Kind and colleagues subsequently updated the ADI using 2000 Census data (Kind et al., 2014) and released national estimates through the Neighborhood Atlas (Kind et al., 2018). Later releases used 5-year American Community Survey (ACS) data (2015, 2020, and 2022) to generate ADI scores at the census block-group level. These data products provide both nationally ranked scores (0–100) and state-specific decile ranks (0–10). For tract- and county-level applications, ADI values are typically constructed as population-weighted averages of the underlying block-group scores. The ADI has since been widely adopted in health services research and incorporated into multiple federal and state policy applications, including risk adjustment and resource allocation models.
Singh's Original Method
1. Singh initially selected 21 socioeconomic indicators and conducted factor analysis using 1990 U.S. Census data.
2. Seventeen variables with strong loadings on the first factor (≥ 0.45) were retained.
3. A single-factor solution was used to derive factor score coefficients, which served as variable weights.
4. The resulting scores were standardized (mean = 100, SD = 20).
5. County-level ADI values were generated by averaging tract-level scores.
6. Higher ADI values indicate higher levels of socioeconomic deprivation.
Why We Created ReADI
Over time, inconsistencies and methodological limitations in later ADI implementations became apparent. Independent groups, including our own, identified issues that affect the reproducibility, comparability, and interpretability of ADI scores. The Reproducible Area Deprivation Index (ReADI) was developed to address these concerns while preserving the original purpose of the ADI: a transparent, consistent, and scalable measure of area deprivation based on publicly available data.
Improvements Made in ReADI
In the original ADI, Singh (2003) used standardized input data to perform factor analysis and then applied the resulting factor score coefficients to compute index scores, either by applying them to standardized data or by using factor scores directly.
Modern factor-analysis implementations (e.g., psych::fa() in R or SAS PROC FACTOR) standardize the input variables internally, apply the estimated weights, and return standardized factor scores as part of the output. These scores already reflect both the loadings and the appropriate scaling of the input variables.

Information provided:
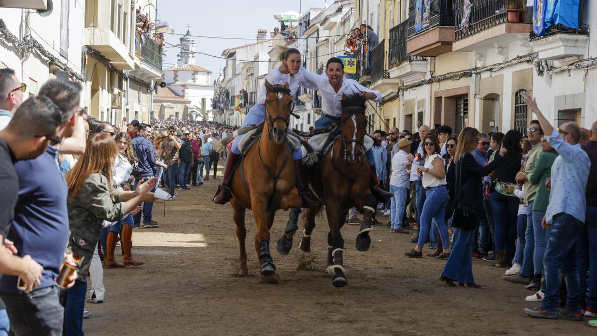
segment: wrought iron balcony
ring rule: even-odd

Written task: Revise the text on the Area Deprivation Index, from the part that begins with "4. The resulting" and ends with "of socioeconomic deprivation.", changing "tract-level" to "block-group-level". The data has no connection to the text on the Area Deprivation Index.

Completed exercise:
4. The resulting scores were standardized (mean = 100, SD = 20).
5. County-level ADI values were generated by averaging block-group-level scores.
6. Higher ADI values indicate higher levels of socioeconomic deprivation.